[Problem description]
All that should be output is the block of lines below from the line with "# sample shape, e.g. [[272, 277]]" to the line with "# sample shape, e.g. [[290, 147]]", both included, exactly as written.

-- Opening Marker --

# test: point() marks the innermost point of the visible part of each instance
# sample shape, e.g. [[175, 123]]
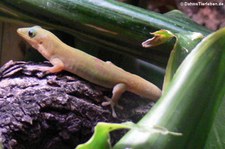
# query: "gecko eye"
[[32, 33]]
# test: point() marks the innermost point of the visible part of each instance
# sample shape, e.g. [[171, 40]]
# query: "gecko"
[[88, 67]]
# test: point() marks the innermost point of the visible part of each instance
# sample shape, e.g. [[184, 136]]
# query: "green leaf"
[[101, 138], [191, 102], [217, 133], [107, 24], [185, 43]]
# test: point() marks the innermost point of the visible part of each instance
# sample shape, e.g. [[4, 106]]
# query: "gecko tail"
[[145, 89]]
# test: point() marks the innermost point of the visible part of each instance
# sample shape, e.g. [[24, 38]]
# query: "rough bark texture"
[[55, 110]]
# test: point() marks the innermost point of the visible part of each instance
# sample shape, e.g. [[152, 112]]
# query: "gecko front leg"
[[118, 90], [57, 66]]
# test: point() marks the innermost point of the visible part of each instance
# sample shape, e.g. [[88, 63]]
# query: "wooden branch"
[[54, 110]]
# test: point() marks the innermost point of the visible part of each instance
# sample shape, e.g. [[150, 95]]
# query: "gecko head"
[[35, 35]]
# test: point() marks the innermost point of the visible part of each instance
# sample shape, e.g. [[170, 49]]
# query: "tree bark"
[[59, 111]]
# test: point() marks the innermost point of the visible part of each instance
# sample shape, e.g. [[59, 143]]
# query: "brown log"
[[59, 111]]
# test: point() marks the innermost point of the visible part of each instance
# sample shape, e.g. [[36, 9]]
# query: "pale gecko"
[[106, 74]]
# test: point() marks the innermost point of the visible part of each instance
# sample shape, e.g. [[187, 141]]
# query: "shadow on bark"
[[55, 110]]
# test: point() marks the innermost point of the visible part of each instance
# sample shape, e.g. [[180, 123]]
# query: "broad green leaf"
[[185, 43], [101, 138], [191, 102], [216, 138]]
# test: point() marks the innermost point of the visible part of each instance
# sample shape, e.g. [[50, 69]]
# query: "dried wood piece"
[[55, 110]]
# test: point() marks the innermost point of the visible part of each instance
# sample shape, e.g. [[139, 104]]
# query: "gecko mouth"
[[23, 32]]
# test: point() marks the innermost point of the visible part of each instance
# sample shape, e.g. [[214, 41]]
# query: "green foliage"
[[191, 102], [101, 138], [193, 93]]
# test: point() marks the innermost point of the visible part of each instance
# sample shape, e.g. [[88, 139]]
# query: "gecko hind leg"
[[118, 90]]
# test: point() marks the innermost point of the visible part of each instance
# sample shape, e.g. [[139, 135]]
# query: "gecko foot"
[[112, 104]]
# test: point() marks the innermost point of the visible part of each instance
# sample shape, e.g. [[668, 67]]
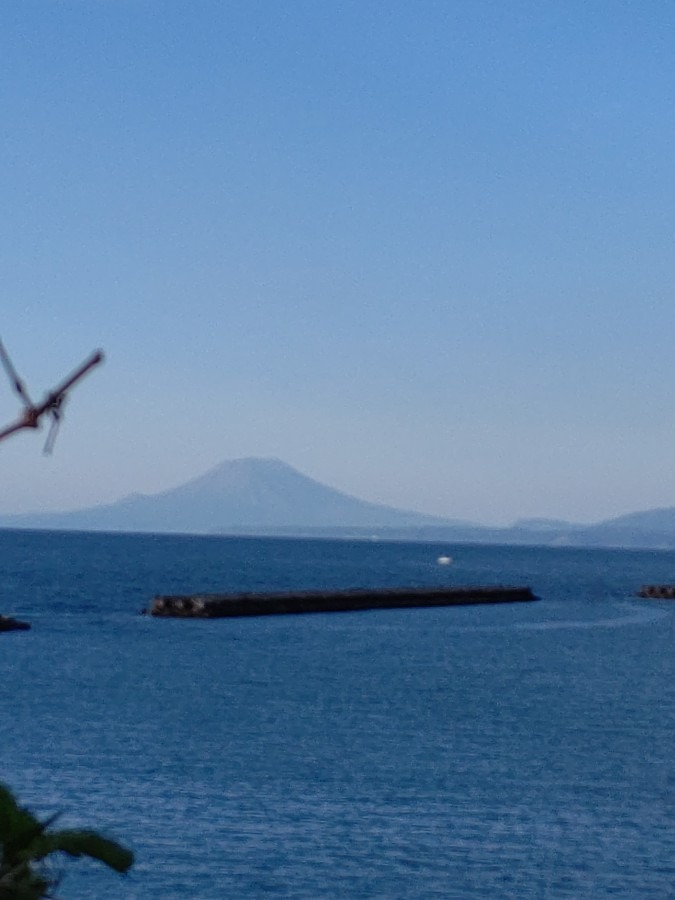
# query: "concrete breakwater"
[[7, 623], [214, 606], [657, 591]]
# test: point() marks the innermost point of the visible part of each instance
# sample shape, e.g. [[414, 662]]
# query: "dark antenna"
[[51, 405]]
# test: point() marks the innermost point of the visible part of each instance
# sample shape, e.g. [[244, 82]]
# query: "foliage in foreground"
[[26, 843]]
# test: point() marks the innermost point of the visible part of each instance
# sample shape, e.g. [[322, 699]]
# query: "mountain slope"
[[237, 495]]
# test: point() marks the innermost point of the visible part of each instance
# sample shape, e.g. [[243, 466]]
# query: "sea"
[[519, 750]]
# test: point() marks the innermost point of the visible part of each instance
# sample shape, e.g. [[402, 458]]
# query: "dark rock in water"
[[657, 591], [215, 606], [9, 624]]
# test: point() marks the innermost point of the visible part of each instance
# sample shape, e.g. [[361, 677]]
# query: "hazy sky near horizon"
[[423, 252]]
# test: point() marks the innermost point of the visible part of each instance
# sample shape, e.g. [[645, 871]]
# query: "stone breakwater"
[[215, 606], [7, 623], [657, 591]]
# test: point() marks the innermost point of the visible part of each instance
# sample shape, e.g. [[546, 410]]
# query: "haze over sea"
[[502, 751]]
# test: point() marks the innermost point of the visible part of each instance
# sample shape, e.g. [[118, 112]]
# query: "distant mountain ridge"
[[237, 496], [261, 496]]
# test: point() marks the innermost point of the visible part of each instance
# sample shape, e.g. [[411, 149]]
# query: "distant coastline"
[[268, 498]]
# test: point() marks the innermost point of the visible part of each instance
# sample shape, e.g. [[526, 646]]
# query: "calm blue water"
[[506, 751]]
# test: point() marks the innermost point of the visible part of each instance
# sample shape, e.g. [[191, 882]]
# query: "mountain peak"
[[240, 495]]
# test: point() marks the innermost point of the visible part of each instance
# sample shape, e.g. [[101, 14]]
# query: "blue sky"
[[424, 252]]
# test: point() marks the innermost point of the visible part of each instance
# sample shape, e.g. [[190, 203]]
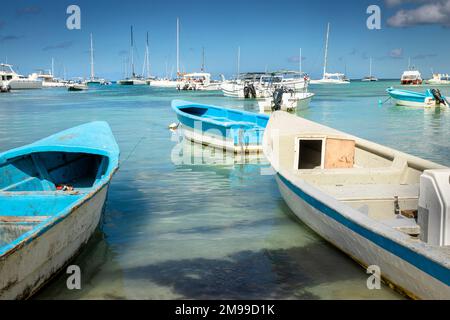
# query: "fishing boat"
[[330, 78], [286, 100], [439, 79], [228, 129], [52, 194], [16, 81], [78, 87], [431, 98], [380, 206]]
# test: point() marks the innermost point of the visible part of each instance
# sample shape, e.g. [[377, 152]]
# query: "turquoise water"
[[187, 222]]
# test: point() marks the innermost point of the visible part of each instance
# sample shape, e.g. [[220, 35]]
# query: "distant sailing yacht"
[[134, 80], [330, 78], [370, 78], [170, 83], [93, 80]]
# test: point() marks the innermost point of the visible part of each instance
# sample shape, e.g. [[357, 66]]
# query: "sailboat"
[[330, 78], [170, 83], [134, 80], [370, 78], [93, 80]]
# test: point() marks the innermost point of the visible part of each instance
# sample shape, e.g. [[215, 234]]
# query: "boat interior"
[[227, 116], [37, 186], [382, 187]]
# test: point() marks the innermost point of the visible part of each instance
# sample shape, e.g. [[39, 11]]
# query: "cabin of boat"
[[379, 182]]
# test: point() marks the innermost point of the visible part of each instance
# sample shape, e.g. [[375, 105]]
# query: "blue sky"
[[269, 33]]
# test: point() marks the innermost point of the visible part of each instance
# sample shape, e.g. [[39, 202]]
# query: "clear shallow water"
[[186, 222]]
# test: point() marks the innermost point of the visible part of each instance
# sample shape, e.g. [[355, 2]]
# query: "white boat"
[[261, 85], [16, 81], [198, 81], [134, 79], [439, 79], [411, 77], [370, 78], [286, 100], [330, 78], [382, 207]]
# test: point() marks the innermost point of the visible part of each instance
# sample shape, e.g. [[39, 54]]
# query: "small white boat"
[[439, 79], [286, 100], [78, 87], [380, 206], [330, 78], [198, 81], [16, 81], [411, 78]]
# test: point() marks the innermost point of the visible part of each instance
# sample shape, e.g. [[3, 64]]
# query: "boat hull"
[[30, 266], [25, 84], [353, 240]]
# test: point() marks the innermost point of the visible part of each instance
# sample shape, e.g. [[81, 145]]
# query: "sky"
[[269, 34]]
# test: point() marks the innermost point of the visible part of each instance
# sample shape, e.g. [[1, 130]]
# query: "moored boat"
[[233, 130], [380, 206], [78, 87], [430, 99], [52, 194]]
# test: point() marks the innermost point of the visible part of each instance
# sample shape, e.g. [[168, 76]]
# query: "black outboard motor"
[[277, 99], [438, 97]]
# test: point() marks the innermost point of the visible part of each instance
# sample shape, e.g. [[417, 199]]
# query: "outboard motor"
[[438, 97], [434, 207], [277, 99]]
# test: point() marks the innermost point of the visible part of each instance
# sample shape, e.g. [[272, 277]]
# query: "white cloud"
[[429, 12]]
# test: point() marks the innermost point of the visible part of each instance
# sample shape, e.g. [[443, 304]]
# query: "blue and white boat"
[[52, 194], [232, 130], [431, 98], [387, 210]]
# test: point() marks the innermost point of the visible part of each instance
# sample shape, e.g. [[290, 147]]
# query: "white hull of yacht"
[[25, 84]]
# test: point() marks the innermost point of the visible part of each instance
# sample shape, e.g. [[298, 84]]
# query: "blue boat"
[[52, 194], [232, 130], [431, 98]]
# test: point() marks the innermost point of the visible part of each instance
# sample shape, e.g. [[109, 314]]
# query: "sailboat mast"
[[239, 62], [92, 59], [300, 58], [203, 59], [132, 53], [326, 51], [178, 47], [148, 59]]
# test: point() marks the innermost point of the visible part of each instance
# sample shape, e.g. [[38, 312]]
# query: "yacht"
[[330, 78], [370, 78], [439, 79], [167, 82], [198, 81], [16, 81], [134, 80]]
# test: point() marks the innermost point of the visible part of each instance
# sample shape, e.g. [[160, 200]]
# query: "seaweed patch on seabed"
[[264, 274]]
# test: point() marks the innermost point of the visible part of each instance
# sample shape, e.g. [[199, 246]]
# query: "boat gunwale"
[[377, 228], [178, 104]]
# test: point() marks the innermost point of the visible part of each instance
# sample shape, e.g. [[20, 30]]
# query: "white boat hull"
[[406, 277], [32, 265], [216, 141], [24, 84]]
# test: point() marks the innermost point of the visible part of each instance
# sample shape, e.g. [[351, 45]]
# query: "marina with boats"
[[264, 183]]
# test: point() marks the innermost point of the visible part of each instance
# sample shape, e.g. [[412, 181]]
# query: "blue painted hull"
[[52, 194], [221, 127]]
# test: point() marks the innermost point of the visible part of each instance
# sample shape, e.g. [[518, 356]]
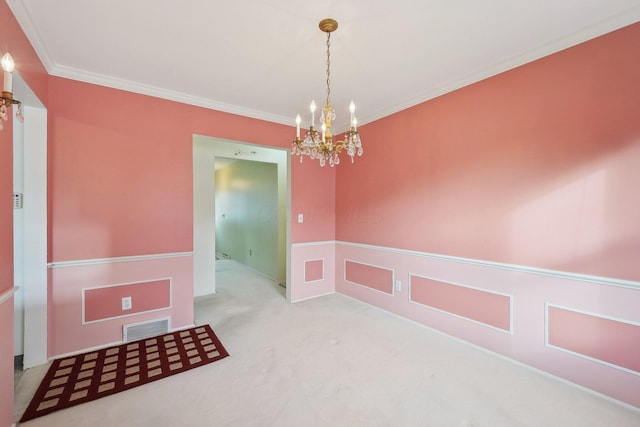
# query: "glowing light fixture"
[[321, 145], [7, 100]]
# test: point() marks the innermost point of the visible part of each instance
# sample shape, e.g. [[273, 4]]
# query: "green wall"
[[246, 213]]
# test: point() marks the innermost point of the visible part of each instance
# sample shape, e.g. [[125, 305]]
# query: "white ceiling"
[[267, 58]]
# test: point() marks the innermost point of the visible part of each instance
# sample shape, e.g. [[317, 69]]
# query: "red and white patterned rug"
[[89, 376]]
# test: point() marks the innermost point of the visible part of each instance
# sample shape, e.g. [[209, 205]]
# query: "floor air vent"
[[142, 330]]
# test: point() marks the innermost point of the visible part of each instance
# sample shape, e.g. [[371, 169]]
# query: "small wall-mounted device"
[[17, 200]]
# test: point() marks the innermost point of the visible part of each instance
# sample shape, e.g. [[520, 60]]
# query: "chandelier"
[[6, 100], [321, 144]]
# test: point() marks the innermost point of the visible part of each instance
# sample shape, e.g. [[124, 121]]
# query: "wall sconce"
[[7, 95]]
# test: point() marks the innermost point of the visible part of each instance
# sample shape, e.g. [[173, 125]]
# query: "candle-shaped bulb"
[[8, 66], [352, 109], [312, 108]]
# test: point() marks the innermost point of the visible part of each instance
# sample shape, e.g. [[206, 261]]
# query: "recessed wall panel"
[[105, 302], [481, 306], [611, 341], [314, 270], [378, 278]]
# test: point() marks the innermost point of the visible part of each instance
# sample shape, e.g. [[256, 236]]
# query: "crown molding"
[[31, 32], [616, 22]]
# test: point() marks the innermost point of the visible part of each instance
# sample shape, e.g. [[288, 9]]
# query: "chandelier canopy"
[[321, 144]]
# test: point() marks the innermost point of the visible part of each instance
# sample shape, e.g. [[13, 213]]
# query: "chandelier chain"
[[324, 145], [328, 67]]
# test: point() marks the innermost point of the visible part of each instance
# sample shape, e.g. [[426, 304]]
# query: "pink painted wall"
[[12, 40], [120, 170], [68, 334], [105, 302], [121, 184], [537, 166], [600, 363]]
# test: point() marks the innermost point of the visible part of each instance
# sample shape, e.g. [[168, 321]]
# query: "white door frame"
[[32, 263], [205, 149]]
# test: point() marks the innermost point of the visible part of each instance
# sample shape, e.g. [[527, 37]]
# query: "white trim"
[[8, 293], [82, 262], [623, 19], [313, 297], [510, 331], [169, 307], [312, 244], [112, 344], [503, 357], [512, 267], [393, 277], [584, 356], [305, 271]]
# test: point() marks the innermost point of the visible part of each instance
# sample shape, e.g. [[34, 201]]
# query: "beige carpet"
[[333, 361]]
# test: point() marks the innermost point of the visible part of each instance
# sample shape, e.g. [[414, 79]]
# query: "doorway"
[[205, 152]]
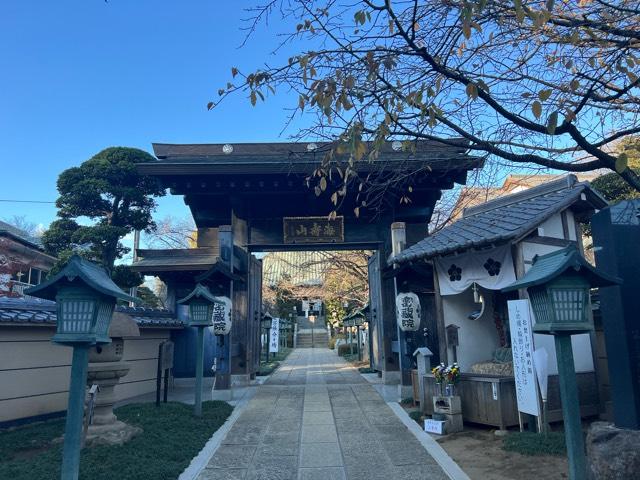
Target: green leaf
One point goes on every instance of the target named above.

-- Closing Marker --

[Task answer]
# sample shape, e.g. [[272, 277]]
# query: "white cloud"
[[429, 12]]
# test: point() marks the innermost point of the visible part of each instance
# sample shape, e.g. [[443, 304]]
# query: "blue and white boat"
[[52, 194], [232, 130], [431, 98], [387, 210]]
# test: point() marks the innermost point of the visible part of each instance
# sample shape, e.g. [[290, 147]]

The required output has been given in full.